**Exercise description**
Write out the data again in full, exactly as it reads.

•••

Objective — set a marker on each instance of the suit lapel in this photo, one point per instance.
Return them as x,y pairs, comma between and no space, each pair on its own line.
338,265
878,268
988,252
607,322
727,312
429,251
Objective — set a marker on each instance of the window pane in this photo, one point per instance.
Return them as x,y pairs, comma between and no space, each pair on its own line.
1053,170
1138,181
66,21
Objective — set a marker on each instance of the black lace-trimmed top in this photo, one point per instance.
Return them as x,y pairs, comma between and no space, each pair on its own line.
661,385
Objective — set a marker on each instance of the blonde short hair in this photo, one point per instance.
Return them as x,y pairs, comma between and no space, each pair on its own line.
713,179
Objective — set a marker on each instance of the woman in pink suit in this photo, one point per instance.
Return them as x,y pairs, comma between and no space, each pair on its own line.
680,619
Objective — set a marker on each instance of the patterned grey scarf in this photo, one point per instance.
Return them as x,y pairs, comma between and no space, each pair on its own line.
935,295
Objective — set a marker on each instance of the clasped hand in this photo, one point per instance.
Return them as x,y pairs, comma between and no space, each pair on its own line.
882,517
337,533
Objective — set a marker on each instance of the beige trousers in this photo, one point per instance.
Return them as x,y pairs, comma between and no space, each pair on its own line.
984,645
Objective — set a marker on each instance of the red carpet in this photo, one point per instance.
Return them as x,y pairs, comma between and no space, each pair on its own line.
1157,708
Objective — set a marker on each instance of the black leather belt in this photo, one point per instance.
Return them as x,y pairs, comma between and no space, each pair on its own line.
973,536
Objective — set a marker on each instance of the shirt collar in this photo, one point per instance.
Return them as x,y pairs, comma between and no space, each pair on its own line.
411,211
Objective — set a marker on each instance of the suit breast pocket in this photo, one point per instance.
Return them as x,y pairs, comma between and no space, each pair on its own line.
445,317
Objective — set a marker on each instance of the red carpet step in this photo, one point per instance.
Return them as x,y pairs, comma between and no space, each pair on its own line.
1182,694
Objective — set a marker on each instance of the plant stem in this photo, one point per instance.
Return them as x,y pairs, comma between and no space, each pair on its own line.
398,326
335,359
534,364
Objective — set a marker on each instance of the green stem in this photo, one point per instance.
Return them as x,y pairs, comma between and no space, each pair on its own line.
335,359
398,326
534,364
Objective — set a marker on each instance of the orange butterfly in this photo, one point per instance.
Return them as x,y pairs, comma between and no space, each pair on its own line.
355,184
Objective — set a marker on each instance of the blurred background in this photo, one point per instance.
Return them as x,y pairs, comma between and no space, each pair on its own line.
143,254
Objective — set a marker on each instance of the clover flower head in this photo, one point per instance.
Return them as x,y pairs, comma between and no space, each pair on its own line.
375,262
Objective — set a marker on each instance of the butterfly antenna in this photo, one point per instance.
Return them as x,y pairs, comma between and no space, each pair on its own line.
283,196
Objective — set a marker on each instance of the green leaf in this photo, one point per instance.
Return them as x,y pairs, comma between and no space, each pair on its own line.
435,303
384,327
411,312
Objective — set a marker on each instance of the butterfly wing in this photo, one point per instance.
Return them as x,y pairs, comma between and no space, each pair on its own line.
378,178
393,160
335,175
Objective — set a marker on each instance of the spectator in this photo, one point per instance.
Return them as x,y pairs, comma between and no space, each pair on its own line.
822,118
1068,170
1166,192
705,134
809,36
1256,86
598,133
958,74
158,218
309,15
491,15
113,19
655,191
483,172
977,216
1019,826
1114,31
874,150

•••

**Response to this exercise**
Objective — set a marker on each instance of the suit lapel in this photo, one point per instance.
Return them as x,y pairs, comma between and no space, each pair on its own line.
338,265
878,268
988,252
607,322
727,312
429,251
Objective — set a marker on each instance of the window pane in this photo, one point per instance.
Return them as x,y pairs, comma between and no space, each pair on its own line.
1053,170
1138,181
66,21
Objective — set a marker on each instance of the black lace-trimmed top in this photo, one point per instance.
Return them as x,y pairs, comma between and no space, each pair on its own line.
661,385
Objective — set a marker on each instance of the blonde short hair in this photo, one point per instance.
Return them as x,y pairs, comma between and no space, each pair on its own line.
713,179
Objective — set a marker on each instance of the woman in pink suit in this photo, one point per instance.
Return them as x,y pairs, comma between and no space, each pair on its own line.
680,619
Objective — set a marker on each instance of the patterned grey scarf in this photo, one point per instance.
Return them as x,y pairs, comma between and no space, each pair on its own line.
935,295
Objective — set a marker on each instance of the clasped hand in this photo, one point per instance.
Return them as x,y pairs, comma between and no space, each pair on its own line.
882,517
337,533
Objective — set a marker on each instance of the beige trousers in this photo, one point per instance.
Return them as x,y pairs, comma between and no space, each pair on its own line.
984,645
Objective — set a marker on each instance of the red carpet in this photo, one point per instance.
Return them as x,y pairs, comma between and no space, each pair on its own line.
1157,708
Objective — set a marker on each instance of the black leather belt in this photo, one point per instance.
Return them as x,y pairs, comma between and no space, each pair on its own line.
973,536
Objective — set a marker on each instance of the shirt collar in this photo, one point per instance.
Return them as x,y pairs, comma between and no space, each pair on its own line.
411,211
Objective — set a marker on each instance of the suit breast pocket in this photo, one point per instance.
Return them as x,y pairs, comma between and no space, each pair on its own line.
445,317
Objective — set a marker on each instance of the red carpet step in this photo, one point per instance.
Return them as x,y pairs, comma between and no space, each pair on its own line.
1182,694
Objective — set a marker on each instance of the plant stem in this photo, one point per instance.
Return them as x,y pairs, comma between and no space, each pair on its own line.
398,326
335,359
534,364
Objective — set a marker on each instance of the green stem in this photo, one point per instance.
Return them as x,y pairs, comma between and no space, each pair on its own line.
335,359
398,326
534,364
Objective — set a marker on each instance of the orange butterfly in this photo, one point per instance.
Return them as x,y pairs, comma between and no space, each pair on its own line.
355,184
Objective — set a marker on each instance of the blurred background in this photo, one point per instance.
Return them as x,y pairs, comma between and no space, each pair on its own line.
143,254
Objective — set a marker on each instance of the clover flower head in this photo, one point per instance.
Return them as x,y pairs, comma between and no space, each pair on its own line.
375,262
Objective — set a marker on each instance of the butterfly antenna in this photo, one point per instance.
Return them as x,y pairs, comma between and no space, each pair on its own line.
283,196
Objective — set a marker on each instance of the green leaf in this photo, one point per instance.
Return them as x,y pairs, comma between and no space, each pair on its own line.
435,303
384,327
411,312
Objective — set a marker on each instance of the butterfly wing in this photo, one point per instance.
Return them as x,y pairs, comma between and no space, each pair on its own line.
378,178
393,160
335,175
Objective — set a marker on each instance of the spectator in this photo, one point per instance.
Return them as x,y pairs, comma between and no space, each pair on its own line.
822,118
1068,170
1166,192
705,134
809,36
1256,86
598,133
958,74
158,218
309,15
491,15
113,19
655,191
483,172
977,216
1019,826
1114,31
874,150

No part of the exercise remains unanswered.